#### Work order:
Produce a copy of every line in the records that holds the string "plastic".

#### Listed entries:
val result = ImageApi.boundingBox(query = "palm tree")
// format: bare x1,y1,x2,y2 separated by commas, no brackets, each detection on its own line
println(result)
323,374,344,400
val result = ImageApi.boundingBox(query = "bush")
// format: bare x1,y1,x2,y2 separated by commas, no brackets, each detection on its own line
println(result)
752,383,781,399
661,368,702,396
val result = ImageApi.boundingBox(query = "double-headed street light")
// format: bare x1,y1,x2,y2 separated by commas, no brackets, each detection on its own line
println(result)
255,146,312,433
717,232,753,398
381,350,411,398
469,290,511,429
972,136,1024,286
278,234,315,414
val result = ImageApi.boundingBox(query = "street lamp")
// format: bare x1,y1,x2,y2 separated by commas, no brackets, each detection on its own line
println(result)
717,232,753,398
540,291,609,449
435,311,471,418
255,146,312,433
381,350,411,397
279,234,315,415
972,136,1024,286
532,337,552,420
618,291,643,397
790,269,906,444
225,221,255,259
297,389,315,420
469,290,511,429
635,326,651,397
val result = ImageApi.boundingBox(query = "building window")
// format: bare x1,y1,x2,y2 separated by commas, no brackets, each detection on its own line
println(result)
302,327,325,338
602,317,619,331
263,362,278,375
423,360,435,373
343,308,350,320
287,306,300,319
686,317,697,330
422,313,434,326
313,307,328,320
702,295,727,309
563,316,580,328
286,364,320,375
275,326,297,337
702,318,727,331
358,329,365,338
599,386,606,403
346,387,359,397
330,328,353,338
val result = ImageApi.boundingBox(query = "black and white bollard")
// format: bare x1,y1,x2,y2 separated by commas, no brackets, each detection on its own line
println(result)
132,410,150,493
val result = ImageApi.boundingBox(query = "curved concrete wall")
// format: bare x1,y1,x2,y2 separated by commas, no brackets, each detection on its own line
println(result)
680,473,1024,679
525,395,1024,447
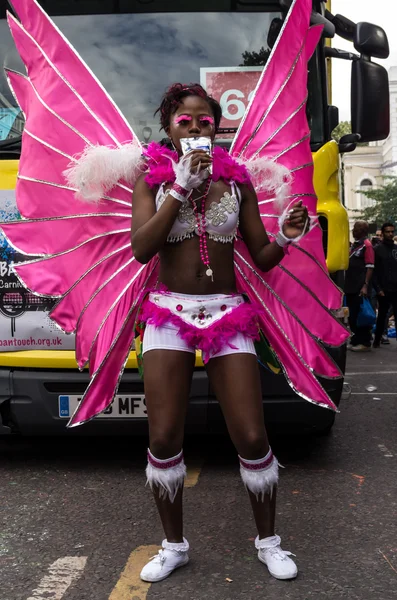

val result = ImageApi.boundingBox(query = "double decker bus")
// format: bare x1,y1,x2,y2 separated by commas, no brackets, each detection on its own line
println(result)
0,0,390,435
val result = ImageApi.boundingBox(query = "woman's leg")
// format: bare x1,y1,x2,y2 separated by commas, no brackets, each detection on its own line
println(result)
206,348,297,579
144,347,195,542
140,343,195,583
206,352,275,537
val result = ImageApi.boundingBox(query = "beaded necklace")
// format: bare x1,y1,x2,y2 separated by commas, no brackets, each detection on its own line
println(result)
189,176,214,281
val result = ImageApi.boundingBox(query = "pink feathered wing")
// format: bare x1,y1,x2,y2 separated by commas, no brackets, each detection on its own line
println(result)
1,0,158,426
0,0,349,426
231,0,349,410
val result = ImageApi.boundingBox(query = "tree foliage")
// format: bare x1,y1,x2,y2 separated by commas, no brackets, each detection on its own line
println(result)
332,120,368,146
240,47,270,66
357,176,397,225
331,120,351,143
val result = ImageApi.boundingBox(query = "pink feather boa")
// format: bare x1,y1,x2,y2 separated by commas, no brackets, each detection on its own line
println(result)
140,296,260,362
144,142,251,188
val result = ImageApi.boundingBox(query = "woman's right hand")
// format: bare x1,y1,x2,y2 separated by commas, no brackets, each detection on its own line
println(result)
184,149,212,174
173,150,212,191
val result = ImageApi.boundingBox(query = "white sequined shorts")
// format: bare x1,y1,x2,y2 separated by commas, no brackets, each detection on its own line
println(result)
141,292,257,362
142,321,256,361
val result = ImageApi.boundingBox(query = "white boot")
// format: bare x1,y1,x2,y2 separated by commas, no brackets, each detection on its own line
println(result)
140,538,189,582
256,535,298,580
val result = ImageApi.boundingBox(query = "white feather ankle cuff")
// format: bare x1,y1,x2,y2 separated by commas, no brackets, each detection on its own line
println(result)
239,452,279,500
146,449,186,503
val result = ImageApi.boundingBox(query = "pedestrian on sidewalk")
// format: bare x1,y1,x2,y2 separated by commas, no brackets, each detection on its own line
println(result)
345,221,375,352
373,222,397,348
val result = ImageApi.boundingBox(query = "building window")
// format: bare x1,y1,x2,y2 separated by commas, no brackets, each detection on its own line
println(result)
360,178,375,209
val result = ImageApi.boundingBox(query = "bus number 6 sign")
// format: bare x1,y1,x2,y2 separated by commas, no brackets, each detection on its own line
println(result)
200,66,263,133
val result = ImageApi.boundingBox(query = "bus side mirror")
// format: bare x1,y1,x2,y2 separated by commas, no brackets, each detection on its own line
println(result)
351,58,390,143
354,22,389,59
339,133,361,154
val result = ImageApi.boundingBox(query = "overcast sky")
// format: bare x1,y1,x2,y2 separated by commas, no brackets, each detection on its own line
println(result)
332,0,397,121
1,2,395,136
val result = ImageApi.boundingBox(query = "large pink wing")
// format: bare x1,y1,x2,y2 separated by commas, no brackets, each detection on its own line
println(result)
0,0,155,427
231,0,348,410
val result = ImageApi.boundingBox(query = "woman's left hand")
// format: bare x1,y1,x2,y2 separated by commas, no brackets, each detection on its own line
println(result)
282,201,309,239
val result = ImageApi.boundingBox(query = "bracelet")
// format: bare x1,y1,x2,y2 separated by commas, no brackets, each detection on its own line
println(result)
275,230,292,248
169,182,190,204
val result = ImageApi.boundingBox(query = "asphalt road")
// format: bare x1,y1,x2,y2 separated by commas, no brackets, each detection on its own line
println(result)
1,345,396,600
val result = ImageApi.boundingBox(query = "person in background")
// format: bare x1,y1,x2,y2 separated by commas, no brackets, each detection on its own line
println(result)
371,229,389,342
373,222,397,348
371,229,383,248
345,221,375,352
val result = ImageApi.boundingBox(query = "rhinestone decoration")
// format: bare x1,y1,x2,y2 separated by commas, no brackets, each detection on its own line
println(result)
177,202,196,232
176,304,183,312
220,304,227,311
205,192,239,227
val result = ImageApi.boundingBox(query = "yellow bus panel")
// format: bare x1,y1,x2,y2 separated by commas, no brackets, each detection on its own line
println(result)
313,140,349,273
0,161,19,189
0,349,204,369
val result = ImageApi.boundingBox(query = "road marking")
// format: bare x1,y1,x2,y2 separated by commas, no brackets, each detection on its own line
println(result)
185,461,203,488
346,371,397,376
351,393,397,396
378,444,394,458
109,545,158,600
26,557,87,600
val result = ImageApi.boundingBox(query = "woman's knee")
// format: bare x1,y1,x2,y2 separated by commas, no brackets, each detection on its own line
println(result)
149,428,184,459
236,429,269,460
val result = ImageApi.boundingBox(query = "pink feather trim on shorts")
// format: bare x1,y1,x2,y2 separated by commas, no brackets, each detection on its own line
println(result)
139,297,260,362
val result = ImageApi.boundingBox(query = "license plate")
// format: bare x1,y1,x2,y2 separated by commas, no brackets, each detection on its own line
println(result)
58,395,147,419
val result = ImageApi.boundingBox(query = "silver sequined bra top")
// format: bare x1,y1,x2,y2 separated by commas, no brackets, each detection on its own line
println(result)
155,181,242,244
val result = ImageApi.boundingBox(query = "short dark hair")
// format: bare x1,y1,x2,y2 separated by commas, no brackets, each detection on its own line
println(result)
354,220,369,234
155,83,222,132
381,222,395,233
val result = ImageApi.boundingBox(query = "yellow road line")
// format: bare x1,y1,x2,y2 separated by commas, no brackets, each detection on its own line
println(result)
108,464,202,599
108,545,158,600
185,462,203,488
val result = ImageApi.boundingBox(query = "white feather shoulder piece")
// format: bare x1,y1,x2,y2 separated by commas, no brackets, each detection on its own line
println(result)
63,143,145,202
237,156,292,209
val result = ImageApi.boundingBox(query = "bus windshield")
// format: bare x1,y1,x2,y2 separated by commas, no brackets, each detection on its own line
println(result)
0,6,325,149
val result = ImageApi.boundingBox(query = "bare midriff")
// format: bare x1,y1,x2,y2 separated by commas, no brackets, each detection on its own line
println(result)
158,179,238,295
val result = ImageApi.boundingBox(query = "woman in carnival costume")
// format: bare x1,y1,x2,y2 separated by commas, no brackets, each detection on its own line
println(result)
1,0,349,584
132,83,306,581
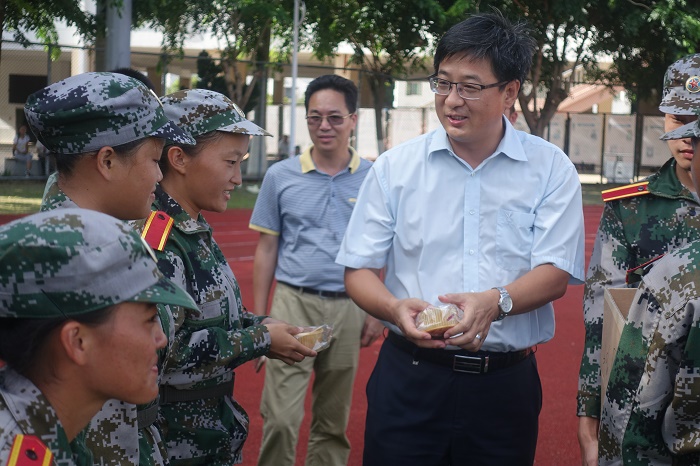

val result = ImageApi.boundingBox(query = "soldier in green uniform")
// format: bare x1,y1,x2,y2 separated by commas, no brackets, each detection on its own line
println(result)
145,89,316,465
24,72,195,466
599,117,700,465
577,54,700,463
0,209,197,466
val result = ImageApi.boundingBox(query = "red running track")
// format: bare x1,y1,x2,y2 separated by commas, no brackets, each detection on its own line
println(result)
204,205,604,466
0,204,604,465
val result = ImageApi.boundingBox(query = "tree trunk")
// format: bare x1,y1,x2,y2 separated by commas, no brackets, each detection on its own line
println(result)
0,0,6,68
369,76,386,155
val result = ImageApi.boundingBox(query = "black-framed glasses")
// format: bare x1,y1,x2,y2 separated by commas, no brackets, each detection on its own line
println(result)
428,75,510,100
305,114,354,127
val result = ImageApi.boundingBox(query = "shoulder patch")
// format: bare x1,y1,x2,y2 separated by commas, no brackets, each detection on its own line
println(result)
7,434,53,466
626,254,666,285
141,210,174,251
601,181,649,202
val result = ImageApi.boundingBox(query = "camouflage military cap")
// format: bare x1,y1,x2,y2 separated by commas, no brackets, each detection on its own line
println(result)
24,72,196,155
161,89,271,139
661,118,700,140
659,53,700,115
0,208,197,318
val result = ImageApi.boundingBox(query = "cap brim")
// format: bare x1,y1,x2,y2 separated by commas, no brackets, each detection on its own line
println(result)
218,119,272,137
151,120,197,145
129,276,198,310
660,120,700,140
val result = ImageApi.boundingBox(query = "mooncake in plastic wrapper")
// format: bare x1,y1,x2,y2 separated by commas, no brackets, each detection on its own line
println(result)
295,324,333,352
415,304,463,338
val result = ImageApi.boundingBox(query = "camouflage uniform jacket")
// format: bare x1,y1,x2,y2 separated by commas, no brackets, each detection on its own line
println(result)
599,241,700,465
0,368,92,466
40,178,170,466
578,158,700,417
149,186,270,466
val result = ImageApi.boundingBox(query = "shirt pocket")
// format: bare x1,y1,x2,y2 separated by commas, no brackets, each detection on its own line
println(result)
495,209,535,271
183,297,228,330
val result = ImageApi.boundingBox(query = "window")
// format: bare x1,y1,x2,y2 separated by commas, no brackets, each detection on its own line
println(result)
9,75,47,104
406,82,421,96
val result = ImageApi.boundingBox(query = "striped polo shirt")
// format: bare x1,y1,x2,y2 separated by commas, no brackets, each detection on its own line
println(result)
249,146,371,292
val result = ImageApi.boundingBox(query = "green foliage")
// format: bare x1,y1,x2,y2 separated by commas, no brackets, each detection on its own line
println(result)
306,0,447,153
140,0,293,111
588,0,700,105
195,51,229,96
2,0,95,59
195,50,260,113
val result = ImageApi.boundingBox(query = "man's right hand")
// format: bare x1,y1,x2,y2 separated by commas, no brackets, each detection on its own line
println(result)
264,322,317,365
391,298,448,349
577,416,599,466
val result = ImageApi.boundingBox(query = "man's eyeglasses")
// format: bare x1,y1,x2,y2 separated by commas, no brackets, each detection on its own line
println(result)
428,75,509,101
305,114,354,127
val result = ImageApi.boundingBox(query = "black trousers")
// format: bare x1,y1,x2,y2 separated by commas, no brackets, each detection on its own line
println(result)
362,337,542,466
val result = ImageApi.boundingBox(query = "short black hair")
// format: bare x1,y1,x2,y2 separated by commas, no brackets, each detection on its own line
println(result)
111,67,157,92
304,75,358,114
433,12,536,86
55,137,150,176
0,305,115,377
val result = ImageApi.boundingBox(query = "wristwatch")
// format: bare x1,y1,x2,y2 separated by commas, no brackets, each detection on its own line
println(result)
492,286,513,321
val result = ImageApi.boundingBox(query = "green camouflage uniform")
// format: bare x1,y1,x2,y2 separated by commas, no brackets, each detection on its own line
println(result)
597,61,700,464
0,209,197,466
40,179,174,466
26,71,194,466
578,53,700,419
578,159,700,417
148,89,272,465
598,240,700,465
0,368,92,466
150,186,270,465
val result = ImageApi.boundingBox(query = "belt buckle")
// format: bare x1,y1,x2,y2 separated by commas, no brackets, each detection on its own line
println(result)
453,354,486,374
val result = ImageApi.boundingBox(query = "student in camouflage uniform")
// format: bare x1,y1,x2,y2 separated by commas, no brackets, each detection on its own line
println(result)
577,54,700,463
24,72,194,466
0,209,197,466
148,89,316,465
599,118,700,465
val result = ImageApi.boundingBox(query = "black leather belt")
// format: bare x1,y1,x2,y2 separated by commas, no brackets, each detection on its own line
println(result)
278,281,349,299
387,331,533,374
159,375,235,404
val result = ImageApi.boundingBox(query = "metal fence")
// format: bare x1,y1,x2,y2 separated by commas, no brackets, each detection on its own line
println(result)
0,40,672,183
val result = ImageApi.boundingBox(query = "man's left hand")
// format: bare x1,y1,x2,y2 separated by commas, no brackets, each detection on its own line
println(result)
360,315,384,347
438,290,500,351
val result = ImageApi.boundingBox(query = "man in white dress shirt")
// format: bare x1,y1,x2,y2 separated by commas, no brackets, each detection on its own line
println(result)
336,12,585,466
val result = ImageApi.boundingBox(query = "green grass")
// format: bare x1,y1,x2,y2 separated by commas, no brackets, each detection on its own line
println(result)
0,179,613,215
0,181,47,214
0,180,262,215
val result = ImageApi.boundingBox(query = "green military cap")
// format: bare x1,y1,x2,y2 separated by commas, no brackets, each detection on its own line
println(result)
24,72,196,155
161,89,271,139
661,118,700,141
0,208,197,318
659,53,700,115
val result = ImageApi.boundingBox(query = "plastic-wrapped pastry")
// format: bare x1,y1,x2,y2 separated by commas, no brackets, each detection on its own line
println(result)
295,324,333,351
415,304,463,337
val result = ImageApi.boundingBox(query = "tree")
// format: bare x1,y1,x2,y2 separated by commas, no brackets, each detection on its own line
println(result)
442,0,700,136
140,0,292,112
588,0,700,108
0,0,94,65
307,0,447,154
195,50,259,113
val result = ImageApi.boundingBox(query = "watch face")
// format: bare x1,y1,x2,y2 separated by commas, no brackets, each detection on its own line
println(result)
501,295,513,313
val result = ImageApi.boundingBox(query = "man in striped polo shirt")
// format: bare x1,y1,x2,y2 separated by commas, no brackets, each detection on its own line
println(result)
249,74,384,466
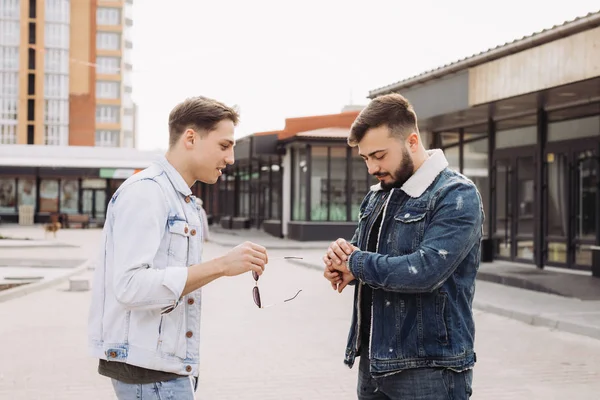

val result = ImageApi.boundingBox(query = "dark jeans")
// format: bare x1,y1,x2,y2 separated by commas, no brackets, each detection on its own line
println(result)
358,351,473,399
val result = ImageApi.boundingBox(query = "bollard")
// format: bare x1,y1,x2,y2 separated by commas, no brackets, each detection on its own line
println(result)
69,277,90,292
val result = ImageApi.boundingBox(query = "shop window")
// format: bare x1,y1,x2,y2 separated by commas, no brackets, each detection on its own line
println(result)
329,147,347,221
39,179,59,212
60,179,79,214
292,147,307,220
17,178,36,210
463,138,489,236
0,178,17,213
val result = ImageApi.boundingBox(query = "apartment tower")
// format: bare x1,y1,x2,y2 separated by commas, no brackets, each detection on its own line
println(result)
0,0,135,147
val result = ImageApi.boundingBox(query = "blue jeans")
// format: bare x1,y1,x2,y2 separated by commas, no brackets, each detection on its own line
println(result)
358,352,473,399
111,377,195,400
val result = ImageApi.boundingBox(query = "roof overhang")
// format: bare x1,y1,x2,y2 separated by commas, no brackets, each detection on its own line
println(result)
0,145,163,169
370,11,600,97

#### Solution:
val result = ImageApi.boundingBox(query = "mooncake in plastic wrapper")
val result = ImageApi.boundingBox(query = "plastic-wrapped pastry")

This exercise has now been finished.